**Okuma metni**
Kendisi de Kıbrıs gazisi olan Hüseyin Mahmutoğlu, Kastamonu’nun Kıbrıs savaşında verdiği şehit ve gazi sayıları hakkında ise “Ben Kıbrıs gazisiyim. 1974’te Kıbrıs savaşına katılan Kastamonu’nun ilçeleri dahil 500 muharip gazimiz var. Bunların çoğu büyük şehirlerde yaşıyor. İlçeler dahil 200-250 muharip gazimiz var. 60-70’i merkezde yaşıyor. Kıbrıs savaşında Kastamonulu 8 şehidimiz var. Kıbrıs savaşı sanki küçük savaş gibi diyorlar ama 498 Türk askeri şehit düştü. Benim birçok arkadaşım şehit düştü. Tabi güneydoğuda da terörle mücadeleden kaynaklı Kastamonulu birçok şehidimiz var” dedi.

Bulundukları binada iki derneğin yer aldığını söyleyen Hüseyin Mahmutoğlu, “Birisi benim bulunduğum dernek Muharip Gaziler Derneği. Bir de Harp Malulü Gaziler Şehit Dul ve Yetimleri Derneği var. Binanın girişindeki fotoğraflarda güneydoğuda terörle mücadele eden şehitlerimiz var, uzvunu kaybetmiş gazilerimiz var. Bu da Kastamonu’da az sayılacak bir şey değil. Kesin sayı vermeyeyim ama Güneydoğu’da 1984’ten bu tarafa çeşitli nedenlerle, terörle mücadelede, başka şeylerde 150’ye yakın şehidimiz var. Bu kadar da malul gazimiz var. Bir uzvunu kaybetmiş, yaralanmış, raporla tespit edilmiş gazimiz var” dedi.

**Görev A**
Okuma metnine göre şu soruların cevapları nedir?
(i) Kıbrıs savaşında Kastamonulu kaç şehit var?
(ii) Kıbrıs savaşında toplam kaç Türk askeri şehit düştü?
(iii) Hüseyin Mahmutoğlu'nun bulunduğu derneğin adı nedir?

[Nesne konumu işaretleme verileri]
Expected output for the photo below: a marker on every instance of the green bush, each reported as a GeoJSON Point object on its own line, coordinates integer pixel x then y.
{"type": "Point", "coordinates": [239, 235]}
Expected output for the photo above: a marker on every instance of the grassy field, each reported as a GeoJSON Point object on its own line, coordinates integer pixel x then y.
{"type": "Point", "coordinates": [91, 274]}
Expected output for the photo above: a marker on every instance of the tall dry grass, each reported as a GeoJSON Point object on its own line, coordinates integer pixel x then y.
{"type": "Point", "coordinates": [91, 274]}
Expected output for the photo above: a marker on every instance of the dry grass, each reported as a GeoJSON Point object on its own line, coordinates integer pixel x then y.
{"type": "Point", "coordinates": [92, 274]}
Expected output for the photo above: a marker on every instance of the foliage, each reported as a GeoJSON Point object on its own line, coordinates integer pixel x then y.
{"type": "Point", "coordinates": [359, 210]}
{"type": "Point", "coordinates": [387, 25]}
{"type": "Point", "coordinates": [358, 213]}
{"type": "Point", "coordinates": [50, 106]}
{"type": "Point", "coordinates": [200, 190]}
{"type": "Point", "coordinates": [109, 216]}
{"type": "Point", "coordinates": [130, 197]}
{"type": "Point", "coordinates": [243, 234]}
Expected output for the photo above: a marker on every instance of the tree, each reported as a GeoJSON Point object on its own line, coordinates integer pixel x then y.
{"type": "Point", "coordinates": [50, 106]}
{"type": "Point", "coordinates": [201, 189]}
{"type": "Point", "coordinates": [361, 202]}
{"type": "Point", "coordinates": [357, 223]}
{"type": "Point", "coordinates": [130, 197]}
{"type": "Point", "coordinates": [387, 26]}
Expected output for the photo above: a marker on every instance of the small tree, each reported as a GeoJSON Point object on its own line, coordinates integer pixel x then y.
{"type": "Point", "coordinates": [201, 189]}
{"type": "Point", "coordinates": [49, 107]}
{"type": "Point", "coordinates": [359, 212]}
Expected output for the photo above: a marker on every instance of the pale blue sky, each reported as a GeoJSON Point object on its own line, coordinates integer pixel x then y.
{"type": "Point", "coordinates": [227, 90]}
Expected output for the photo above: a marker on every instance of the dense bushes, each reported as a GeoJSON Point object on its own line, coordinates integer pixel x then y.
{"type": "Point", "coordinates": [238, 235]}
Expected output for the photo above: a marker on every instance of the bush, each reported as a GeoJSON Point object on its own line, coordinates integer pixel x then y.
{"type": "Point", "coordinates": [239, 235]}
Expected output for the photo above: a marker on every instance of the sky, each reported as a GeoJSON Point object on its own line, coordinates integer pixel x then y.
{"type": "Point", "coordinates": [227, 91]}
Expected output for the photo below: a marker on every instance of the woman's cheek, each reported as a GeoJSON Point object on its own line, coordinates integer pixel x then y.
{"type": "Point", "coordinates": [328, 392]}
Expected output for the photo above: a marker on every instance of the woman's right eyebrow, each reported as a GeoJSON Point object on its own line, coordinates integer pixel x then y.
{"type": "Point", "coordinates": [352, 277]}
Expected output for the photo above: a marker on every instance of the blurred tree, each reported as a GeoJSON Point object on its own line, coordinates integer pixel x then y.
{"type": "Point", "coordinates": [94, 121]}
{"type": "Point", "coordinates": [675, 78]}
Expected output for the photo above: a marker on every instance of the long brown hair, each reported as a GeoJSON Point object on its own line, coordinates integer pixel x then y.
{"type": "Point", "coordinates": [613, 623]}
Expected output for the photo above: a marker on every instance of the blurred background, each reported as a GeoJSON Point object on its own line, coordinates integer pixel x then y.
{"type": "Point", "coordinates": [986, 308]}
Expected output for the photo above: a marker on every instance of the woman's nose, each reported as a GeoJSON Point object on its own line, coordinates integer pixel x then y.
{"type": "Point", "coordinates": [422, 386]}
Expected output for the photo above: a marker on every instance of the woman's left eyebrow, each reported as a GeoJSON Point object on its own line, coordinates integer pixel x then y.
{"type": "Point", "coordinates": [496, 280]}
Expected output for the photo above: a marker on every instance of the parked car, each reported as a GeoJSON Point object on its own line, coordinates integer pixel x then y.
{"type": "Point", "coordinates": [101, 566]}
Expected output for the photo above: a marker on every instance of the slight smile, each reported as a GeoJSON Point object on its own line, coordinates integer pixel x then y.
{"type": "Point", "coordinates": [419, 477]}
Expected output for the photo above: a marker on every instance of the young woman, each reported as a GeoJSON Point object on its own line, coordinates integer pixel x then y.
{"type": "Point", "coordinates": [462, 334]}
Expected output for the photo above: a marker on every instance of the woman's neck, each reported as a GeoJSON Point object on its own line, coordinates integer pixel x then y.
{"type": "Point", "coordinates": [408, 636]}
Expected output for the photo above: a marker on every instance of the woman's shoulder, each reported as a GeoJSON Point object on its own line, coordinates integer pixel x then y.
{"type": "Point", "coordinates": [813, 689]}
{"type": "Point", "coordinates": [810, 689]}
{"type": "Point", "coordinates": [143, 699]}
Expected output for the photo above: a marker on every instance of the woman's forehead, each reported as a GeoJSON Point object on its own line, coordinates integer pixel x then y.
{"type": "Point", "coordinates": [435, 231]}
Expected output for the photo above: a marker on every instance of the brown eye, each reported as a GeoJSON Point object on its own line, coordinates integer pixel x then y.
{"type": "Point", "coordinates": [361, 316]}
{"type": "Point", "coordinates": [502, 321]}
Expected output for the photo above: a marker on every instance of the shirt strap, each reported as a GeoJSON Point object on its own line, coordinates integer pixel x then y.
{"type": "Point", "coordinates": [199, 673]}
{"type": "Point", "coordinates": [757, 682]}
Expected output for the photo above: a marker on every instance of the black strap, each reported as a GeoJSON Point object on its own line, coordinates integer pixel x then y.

**Görev B**
Kayıtlarda "left" dizesini içeren her satırı aynen döndürür müsünüz? Büyük-küçük harf ayrımı dikkate alınır.

**Doğru cevap A**
(i) 8
(ii) 498
(iii) Muharip Gaziler Derneği

**Doğru cevap B**
Expected output for the photo above: a marker on every instance of the woman's left eyebrow, each reported as a GeoJSON Point object on its own line, coordinates integer pixel x then y.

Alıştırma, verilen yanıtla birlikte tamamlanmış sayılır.